=== Section Start ===

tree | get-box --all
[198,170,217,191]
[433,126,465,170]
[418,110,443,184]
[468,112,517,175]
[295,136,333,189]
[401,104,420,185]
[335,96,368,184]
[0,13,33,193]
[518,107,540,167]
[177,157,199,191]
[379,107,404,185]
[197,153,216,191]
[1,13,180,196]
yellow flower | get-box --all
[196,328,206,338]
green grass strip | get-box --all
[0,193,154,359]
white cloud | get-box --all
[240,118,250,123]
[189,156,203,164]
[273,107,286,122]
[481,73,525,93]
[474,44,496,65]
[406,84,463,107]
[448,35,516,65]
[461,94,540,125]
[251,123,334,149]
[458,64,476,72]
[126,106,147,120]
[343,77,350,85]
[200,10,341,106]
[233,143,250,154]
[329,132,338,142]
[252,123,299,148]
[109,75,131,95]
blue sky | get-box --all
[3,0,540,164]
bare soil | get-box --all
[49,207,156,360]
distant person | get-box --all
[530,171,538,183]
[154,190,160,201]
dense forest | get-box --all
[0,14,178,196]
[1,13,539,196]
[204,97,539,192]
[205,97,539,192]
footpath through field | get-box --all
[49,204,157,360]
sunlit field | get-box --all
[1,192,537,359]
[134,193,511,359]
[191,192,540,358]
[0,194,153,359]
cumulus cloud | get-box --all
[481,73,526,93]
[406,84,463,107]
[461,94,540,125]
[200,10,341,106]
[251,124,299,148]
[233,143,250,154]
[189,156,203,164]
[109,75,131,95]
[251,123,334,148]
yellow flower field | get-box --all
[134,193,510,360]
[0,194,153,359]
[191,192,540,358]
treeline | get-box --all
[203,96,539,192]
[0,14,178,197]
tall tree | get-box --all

=== Section End ===

WHAT THE TASK ASKS: Starting with the line that contains "distant person | get-box --all", output every line through the end of the listing above, unchanged.

RESPONSE TO THIS EXERCISE:
distant person | get-box --all
[530,171,538,183]
[154,190,160,201]
dense forest | get-box --all
[0,14,178,196]
[1,13,539,196]
[204,97,539,192]
[205,97,539,192]
footpath through field | get-box --all
[49,204,157,360]
sunlit field | get-box --all
[1,192,537,359]
[134,193,511,359]
[191,192,540,358]
[0,194,153,359]
cumulus cloud | get-box --all
[481,73,526,93]
[406,84,463,107]
[461,94,540,125]
[200,10,341,106]
[251,124,299,148]
[233,143,250,154]
[189,156,203,164]
[109,75,131,95]
[251,123,334,148]
yellow flower field | get-box --all
[134,193,510,360]
[0,194,153,359]
[191,192,540,358]
treeline | get-box --all
[203,96,539,192]
[0,14,178,197]
tall tree | get-box --all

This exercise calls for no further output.